What the task asks → Print the stretch from "However, there were" through "or under duress." in the text on the Swiss burqa ban, copied word for word.

Provided text →
· · · ·
The German feminist Alice Schwarzer, who had already been agitating against Muslim men in the refugee crisis, spoke out in the NZZ and supported the initiative, saying, “Is this what we want after 200 years of enlightenment and 50 years of fighting for equal rights? Conditions in which a woman has to be invisible to protect herself from male gaze?”
However, there were many other voices denouncing the racism of the campaign and condemning the ban as an attack on the democratic right to freedom of religion and expression, which discriminates against Muslim women, who are the only ones who would be punished if they violate it, whether voluntarily or under duress.
Even if not everyone who voted for the burqa ban is a convinced right-wing extremist, the adoption of this undemocratic and discriminatory initiative shows that even Switzerland is not immune to the return of fascist currents, as they are making themselves heard in the US (Trump and his followers), Germany (Alternative for Germany, AfD), Spain (Vox) and numerous other countries.
Switzerland is often portrayed as having always been an oasis of democracy immune to fascism and Nazism. But this is not true. Around 1930, an extensive Frontenbewegung (Front Movement) developed in Switzerland as well, advocating völkisch (Swiss-ethnic), anti-Semitic and fascist goals. It gave rise to the National Front party, which reached its peak in 1935 with 9,000 members and was represented in the Swiss parliament with its own deputies.
A direct line leads from the National Front to the Egerkingen Committee. Ulrich Schlüer, the political supporter of Anian Liebrand, who co-founded the committee and was in charge of the minaret initiative, had worked as a secretary for James Schwarzenbach in the 1970s. Schwarzenbach, a member of the Swiss National Council, launched the “National Action against the Alienation of the People and the Homeland” in 1968, which sought to limit the proportion of foreigners in each canton to a maximum of 10 percent. A corresponding initiative was rejected by 54 percent after a bitter referendum campaign. If it had been accepted, 300,000 to 400,000 people would have had to leave Switzerland.
· · · ·
Data to examine →
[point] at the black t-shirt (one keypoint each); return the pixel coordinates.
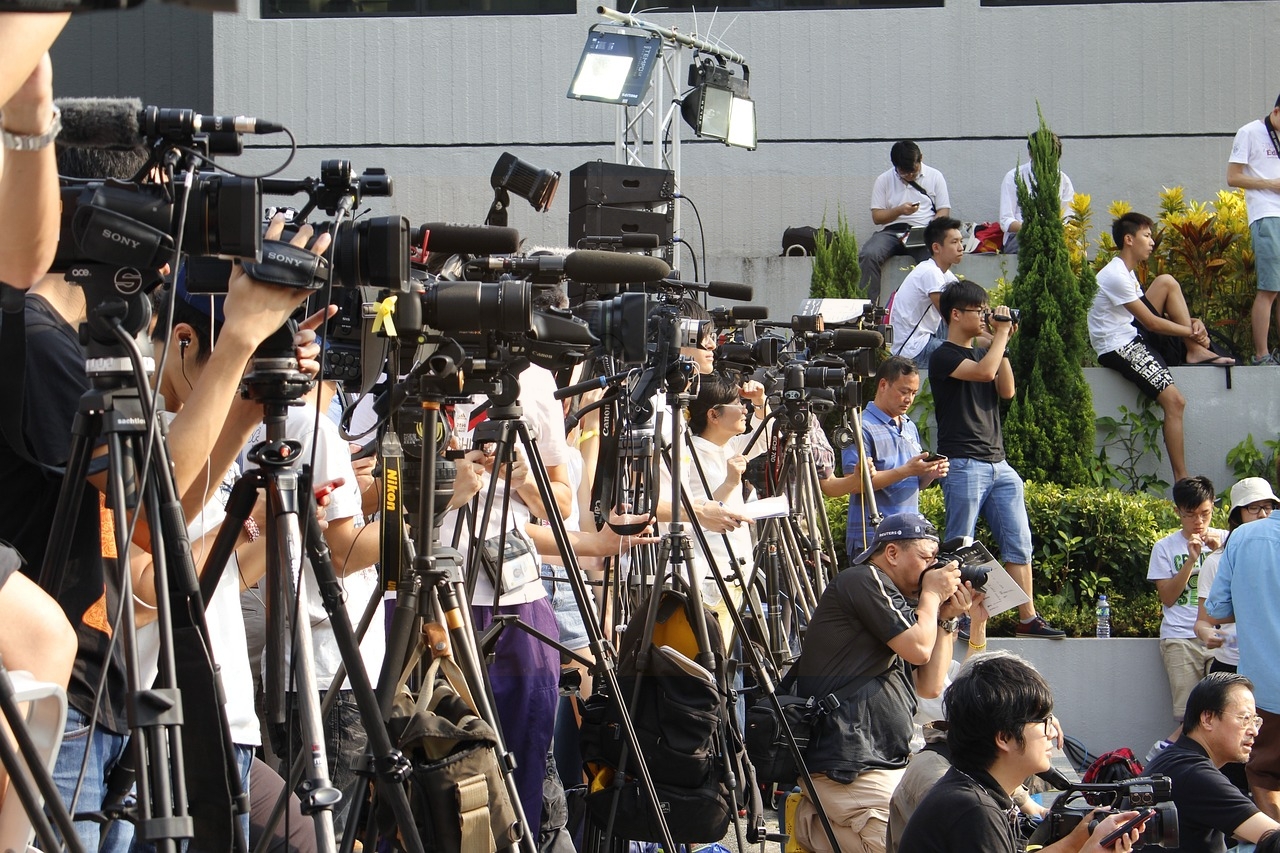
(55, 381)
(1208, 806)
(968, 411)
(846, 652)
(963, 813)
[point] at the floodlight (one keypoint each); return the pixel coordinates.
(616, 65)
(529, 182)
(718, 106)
· · · ·
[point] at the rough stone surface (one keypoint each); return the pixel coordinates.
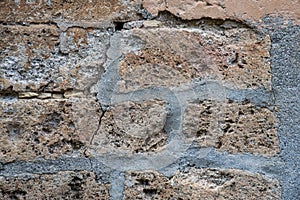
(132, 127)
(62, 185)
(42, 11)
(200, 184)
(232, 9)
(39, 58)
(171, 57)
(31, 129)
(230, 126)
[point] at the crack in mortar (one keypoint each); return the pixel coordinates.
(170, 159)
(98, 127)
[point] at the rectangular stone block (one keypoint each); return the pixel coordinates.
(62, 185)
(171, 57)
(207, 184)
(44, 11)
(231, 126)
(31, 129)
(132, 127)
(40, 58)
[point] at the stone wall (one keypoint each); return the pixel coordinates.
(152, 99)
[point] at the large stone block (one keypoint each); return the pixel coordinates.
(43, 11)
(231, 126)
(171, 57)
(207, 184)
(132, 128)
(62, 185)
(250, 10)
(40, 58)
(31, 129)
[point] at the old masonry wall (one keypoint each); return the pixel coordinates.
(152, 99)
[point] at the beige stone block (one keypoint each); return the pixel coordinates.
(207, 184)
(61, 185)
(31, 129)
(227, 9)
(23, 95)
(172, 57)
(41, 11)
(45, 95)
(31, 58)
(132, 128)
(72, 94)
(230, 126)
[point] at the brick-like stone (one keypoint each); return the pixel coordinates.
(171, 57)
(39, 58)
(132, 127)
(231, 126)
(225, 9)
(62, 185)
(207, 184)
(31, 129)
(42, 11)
· · · ·
Reply →
However, there were many other voices denouncing the racism of the campaign and condemning the ban as an attack on the democratic right to freedom of religion and expression, which discriminates against Muslim women, who are the only ones who would be punished if they violate it, whether voluntarily or under duress.